● Your goal: Pull out every line in the records below that contains the word "background".

===== Records supplied

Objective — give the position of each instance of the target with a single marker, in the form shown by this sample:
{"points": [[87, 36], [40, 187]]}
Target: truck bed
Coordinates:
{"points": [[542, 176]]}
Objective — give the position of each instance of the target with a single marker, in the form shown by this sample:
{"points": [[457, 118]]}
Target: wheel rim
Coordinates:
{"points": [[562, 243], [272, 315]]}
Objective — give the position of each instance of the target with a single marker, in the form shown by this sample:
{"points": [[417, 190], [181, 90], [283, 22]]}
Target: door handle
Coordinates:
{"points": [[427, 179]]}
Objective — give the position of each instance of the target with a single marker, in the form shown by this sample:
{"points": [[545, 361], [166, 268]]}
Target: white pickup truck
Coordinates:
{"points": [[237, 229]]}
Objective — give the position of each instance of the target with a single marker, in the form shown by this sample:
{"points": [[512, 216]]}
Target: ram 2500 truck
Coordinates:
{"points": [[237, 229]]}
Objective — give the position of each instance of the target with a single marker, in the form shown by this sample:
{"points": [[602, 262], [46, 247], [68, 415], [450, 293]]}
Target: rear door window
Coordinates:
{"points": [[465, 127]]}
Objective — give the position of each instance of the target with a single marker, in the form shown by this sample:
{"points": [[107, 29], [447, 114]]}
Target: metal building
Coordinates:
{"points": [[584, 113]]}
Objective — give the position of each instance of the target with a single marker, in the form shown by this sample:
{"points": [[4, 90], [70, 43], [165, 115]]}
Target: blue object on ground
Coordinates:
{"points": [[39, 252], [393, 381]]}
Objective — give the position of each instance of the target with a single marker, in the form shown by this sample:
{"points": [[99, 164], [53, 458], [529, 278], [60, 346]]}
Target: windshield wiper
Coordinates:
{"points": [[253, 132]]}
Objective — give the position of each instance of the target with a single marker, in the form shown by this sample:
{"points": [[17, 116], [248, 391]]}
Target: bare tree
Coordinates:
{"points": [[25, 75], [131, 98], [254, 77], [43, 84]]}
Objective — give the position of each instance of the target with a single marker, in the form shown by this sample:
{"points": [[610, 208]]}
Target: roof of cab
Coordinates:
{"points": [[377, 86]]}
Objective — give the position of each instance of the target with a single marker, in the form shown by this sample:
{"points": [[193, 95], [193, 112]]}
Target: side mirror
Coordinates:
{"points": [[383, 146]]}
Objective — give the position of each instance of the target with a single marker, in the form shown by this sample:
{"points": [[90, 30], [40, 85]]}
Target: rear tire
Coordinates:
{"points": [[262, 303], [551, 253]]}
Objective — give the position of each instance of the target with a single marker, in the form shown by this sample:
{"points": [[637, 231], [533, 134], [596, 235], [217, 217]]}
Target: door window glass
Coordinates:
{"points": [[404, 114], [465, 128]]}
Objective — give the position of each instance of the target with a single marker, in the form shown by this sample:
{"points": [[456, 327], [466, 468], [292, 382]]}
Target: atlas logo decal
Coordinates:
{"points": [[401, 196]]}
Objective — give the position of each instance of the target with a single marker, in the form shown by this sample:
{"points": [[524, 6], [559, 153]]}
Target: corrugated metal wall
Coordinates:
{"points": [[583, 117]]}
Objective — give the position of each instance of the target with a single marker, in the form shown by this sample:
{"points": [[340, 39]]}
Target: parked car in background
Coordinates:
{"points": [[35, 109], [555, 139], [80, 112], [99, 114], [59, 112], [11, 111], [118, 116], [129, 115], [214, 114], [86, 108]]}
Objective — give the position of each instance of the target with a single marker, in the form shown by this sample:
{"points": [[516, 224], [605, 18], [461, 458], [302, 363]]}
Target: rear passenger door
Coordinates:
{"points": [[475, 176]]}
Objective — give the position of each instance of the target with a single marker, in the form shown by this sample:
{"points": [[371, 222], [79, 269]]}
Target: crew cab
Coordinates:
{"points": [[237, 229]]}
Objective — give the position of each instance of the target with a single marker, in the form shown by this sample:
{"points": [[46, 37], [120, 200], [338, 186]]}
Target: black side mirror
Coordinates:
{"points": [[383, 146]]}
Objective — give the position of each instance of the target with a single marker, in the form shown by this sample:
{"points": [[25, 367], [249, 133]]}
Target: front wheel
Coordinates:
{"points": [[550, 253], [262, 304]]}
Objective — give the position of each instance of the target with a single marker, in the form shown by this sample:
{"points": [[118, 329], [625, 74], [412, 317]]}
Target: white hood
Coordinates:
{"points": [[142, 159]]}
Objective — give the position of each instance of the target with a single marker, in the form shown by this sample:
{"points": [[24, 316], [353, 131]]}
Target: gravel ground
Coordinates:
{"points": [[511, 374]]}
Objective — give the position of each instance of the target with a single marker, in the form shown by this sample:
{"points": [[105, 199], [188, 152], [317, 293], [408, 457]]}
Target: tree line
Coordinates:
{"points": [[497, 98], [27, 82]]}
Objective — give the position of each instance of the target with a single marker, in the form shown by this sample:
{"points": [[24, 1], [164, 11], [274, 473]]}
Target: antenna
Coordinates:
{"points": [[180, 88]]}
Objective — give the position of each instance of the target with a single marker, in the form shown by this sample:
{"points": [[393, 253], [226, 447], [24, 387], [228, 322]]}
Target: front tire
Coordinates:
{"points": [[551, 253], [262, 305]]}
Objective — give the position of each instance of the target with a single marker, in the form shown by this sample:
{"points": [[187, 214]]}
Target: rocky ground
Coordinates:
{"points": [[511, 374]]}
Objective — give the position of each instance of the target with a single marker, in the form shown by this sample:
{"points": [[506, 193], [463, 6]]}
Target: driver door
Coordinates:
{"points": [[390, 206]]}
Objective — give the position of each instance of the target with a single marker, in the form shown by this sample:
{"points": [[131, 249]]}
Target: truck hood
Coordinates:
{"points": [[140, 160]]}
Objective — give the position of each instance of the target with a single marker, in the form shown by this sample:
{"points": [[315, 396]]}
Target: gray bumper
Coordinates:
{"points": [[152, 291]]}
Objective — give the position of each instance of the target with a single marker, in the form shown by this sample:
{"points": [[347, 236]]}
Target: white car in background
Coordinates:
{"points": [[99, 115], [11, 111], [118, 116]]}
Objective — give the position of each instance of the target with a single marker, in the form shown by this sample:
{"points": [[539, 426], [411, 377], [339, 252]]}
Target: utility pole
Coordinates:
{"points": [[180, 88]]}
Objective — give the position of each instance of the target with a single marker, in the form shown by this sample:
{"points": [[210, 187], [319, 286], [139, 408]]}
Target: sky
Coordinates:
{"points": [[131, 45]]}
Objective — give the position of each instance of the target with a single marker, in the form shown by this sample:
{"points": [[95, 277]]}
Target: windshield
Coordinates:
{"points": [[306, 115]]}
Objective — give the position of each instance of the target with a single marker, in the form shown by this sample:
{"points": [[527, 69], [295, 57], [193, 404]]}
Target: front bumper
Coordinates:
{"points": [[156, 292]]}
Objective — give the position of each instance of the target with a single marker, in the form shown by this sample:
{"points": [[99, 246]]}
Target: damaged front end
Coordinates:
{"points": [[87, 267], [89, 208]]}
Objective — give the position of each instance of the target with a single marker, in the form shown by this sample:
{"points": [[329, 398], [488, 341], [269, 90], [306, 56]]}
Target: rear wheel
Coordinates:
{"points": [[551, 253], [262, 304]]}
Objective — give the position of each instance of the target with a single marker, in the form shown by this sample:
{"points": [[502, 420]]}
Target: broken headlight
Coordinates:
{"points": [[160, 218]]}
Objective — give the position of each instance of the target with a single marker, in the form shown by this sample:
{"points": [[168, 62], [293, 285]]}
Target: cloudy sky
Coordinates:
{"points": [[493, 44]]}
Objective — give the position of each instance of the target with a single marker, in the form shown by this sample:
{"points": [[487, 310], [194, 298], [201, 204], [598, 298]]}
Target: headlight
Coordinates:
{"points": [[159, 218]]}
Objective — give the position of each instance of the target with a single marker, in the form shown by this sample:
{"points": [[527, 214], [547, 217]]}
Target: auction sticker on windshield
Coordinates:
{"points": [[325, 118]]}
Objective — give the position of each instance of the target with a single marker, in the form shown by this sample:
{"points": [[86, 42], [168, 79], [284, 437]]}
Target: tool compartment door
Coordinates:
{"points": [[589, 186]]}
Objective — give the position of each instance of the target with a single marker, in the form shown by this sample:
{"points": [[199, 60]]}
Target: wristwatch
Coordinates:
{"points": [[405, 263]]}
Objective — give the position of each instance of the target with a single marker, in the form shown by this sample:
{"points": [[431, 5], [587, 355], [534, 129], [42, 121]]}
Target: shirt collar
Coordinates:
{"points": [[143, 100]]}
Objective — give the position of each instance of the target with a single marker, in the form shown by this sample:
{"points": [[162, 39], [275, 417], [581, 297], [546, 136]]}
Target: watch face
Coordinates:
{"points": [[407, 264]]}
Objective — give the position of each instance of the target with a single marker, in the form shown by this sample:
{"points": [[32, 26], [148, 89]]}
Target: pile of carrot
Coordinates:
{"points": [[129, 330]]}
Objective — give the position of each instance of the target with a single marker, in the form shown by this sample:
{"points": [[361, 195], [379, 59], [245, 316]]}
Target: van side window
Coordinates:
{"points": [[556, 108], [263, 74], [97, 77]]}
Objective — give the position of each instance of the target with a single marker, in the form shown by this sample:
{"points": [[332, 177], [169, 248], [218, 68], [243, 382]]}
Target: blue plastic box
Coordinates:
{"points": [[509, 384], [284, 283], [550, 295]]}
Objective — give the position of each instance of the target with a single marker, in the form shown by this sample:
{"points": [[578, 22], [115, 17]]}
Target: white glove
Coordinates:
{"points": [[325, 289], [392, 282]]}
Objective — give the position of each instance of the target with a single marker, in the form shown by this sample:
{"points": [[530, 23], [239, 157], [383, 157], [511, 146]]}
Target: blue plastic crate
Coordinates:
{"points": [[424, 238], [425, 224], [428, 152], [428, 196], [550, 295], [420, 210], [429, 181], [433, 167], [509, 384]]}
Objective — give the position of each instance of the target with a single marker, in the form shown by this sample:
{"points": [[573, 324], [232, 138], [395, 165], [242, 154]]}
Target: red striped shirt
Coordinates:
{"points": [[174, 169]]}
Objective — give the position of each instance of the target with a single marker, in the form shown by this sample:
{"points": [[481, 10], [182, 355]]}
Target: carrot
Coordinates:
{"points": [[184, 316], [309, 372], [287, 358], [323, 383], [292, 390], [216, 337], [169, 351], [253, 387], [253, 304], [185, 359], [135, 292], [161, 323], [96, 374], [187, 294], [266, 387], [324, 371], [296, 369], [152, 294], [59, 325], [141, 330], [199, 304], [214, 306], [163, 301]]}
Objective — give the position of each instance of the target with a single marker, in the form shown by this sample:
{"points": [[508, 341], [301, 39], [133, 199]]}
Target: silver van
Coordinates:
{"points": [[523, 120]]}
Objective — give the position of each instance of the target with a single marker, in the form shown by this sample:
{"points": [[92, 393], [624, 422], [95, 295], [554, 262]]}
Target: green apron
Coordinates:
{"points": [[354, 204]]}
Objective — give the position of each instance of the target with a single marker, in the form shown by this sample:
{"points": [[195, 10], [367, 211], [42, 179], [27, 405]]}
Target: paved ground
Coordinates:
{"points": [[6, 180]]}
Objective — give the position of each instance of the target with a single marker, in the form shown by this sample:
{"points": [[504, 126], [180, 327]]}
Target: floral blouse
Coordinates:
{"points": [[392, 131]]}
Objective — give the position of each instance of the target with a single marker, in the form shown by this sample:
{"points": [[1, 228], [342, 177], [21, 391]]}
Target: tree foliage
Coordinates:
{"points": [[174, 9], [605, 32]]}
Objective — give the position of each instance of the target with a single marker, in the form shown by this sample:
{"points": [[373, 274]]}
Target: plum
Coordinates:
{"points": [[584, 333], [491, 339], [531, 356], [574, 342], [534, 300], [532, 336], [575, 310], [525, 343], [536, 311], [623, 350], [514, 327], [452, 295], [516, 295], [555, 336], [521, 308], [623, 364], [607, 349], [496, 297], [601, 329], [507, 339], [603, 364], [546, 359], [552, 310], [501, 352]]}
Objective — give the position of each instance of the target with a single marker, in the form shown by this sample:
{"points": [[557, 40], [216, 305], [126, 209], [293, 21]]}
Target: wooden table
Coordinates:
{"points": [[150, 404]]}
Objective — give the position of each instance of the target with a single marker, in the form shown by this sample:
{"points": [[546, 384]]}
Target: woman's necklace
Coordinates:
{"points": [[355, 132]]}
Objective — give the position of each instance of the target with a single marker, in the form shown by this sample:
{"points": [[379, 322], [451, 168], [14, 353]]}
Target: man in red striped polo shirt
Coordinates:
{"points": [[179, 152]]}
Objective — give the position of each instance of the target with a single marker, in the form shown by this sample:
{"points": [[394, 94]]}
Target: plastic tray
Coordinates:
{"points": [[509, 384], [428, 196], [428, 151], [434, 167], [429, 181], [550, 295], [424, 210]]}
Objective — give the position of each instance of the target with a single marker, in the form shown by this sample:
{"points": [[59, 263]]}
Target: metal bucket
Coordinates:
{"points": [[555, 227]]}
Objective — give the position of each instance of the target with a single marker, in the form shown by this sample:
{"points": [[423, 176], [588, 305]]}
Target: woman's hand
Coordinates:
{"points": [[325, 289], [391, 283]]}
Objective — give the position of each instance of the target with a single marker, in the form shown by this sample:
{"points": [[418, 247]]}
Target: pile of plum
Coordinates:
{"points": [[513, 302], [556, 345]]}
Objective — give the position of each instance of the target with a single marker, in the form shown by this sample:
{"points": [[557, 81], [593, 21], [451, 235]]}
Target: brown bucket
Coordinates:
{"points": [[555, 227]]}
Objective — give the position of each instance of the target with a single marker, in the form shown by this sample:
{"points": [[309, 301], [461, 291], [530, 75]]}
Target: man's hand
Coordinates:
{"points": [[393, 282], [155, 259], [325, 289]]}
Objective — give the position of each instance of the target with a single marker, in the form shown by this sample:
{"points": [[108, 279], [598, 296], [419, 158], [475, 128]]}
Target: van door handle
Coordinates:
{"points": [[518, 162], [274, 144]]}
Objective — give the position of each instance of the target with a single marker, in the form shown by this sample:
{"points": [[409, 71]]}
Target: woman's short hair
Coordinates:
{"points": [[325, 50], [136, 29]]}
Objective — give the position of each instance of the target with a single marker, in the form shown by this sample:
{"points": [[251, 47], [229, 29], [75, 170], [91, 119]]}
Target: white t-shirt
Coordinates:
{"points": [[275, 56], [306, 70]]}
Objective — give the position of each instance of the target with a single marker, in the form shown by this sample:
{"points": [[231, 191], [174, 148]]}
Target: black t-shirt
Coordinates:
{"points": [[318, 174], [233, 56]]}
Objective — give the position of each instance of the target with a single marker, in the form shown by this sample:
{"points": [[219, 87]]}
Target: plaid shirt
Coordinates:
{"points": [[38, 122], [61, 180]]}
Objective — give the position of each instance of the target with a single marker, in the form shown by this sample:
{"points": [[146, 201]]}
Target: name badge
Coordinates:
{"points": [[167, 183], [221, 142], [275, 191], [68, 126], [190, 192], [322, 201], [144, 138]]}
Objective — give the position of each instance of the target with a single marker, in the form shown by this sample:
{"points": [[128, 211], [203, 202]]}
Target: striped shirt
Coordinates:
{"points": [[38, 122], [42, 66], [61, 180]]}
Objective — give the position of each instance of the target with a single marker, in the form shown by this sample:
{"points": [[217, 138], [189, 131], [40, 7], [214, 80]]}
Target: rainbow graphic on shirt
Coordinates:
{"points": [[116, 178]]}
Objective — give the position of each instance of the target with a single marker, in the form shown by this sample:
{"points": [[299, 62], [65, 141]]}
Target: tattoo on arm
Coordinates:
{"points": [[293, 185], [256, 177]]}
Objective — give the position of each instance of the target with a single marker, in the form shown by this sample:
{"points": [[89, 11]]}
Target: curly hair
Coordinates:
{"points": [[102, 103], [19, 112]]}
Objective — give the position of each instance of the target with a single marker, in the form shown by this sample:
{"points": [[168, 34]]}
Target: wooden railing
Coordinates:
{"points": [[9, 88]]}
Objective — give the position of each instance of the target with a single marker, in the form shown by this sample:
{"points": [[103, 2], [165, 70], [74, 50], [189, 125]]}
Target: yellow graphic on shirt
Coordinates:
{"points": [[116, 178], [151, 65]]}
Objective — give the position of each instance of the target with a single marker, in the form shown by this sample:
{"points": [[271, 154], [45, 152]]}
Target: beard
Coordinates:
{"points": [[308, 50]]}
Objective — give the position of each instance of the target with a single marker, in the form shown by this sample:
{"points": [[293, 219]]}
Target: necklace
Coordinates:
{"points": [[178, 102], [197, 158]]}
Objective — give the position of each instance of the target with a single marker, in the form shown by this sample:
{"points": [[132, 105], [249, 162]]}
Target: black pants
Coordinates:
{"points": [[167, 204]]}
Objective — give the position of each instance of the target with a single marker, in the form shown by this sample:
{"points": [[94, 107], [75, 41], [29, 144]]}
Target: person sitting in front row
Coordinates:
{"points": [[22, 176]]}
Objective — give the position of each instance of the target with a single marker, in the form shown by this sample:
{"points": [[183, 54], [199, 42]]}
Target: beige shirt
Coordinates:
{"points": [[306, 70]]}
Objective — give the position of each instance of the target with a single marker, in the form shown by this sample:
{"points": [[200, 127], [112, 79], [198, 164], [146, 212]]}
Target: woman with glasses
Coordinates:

==========

● Worked answer:
Target: parked car in background
Target: white car in background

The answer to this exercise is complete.